## PROBLEM TO SOLVE
Format all of the data below as a JSON list of strings, with one string per line and no blank lines. Leave the pictures out.

## INPUT RECORDS
---

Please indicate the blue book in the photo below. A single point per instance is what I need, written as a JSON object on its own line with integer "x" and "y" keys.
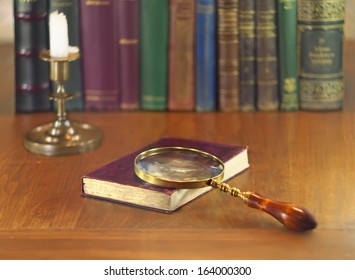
{"x": 206, "y": 56}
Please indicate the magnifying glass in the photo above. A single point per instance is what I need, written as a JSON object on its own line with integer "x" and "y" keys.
{"x": 184, "y": 168}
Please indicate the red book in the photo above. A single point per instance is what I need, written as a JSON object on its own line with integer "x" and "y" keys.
{"x": 99, "y": 55}
{"x": 117, "y": 181}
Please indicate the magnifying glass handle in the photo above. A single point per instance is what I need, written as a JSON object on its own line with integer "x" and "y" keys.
{"x": 292, "y": 216}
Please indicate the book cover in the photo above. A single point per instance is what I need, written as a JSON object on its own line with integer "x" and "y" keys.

---

## SOLUTION FOR THIS EXERCISE
[
  "Please indicate the blue book in the photo below. A single point per instance is what I need, written as a JSON object on its own line with integer \"x\" and \"y\" keys.",
  "{\"x\": 206, \"y\": 56}",
  "Please indicate the magnifying glass in the photo above. A single point per instance is what I need, written as a JSON object on its own line with integer \"x\" and \"y\" keys.",
  "{\"x\": 184, \"y\": 168}",
  "Please indicate the red book in the photo above. A single point per instance is what I need, written as a JSON object on its own line with integer \"x\" and \"y\" keys.",
  "{\"x\": 99, \"y\": 55}",
  "{\"x\": 117, \"y\": 181}",
  "Please indicate the magnifying glass handle in the photo above. A single point per instance is what I need, written as a JSON object on its own line with integer \"x\" and \"y\" keys.",
  "{\"x\": 292, \"y\": 216}",
  "Please indicate the book cover in the photo above. A single point per instance is what I need, written as a JSON object on its own line with integer \"x\" and \"y\" keys."
]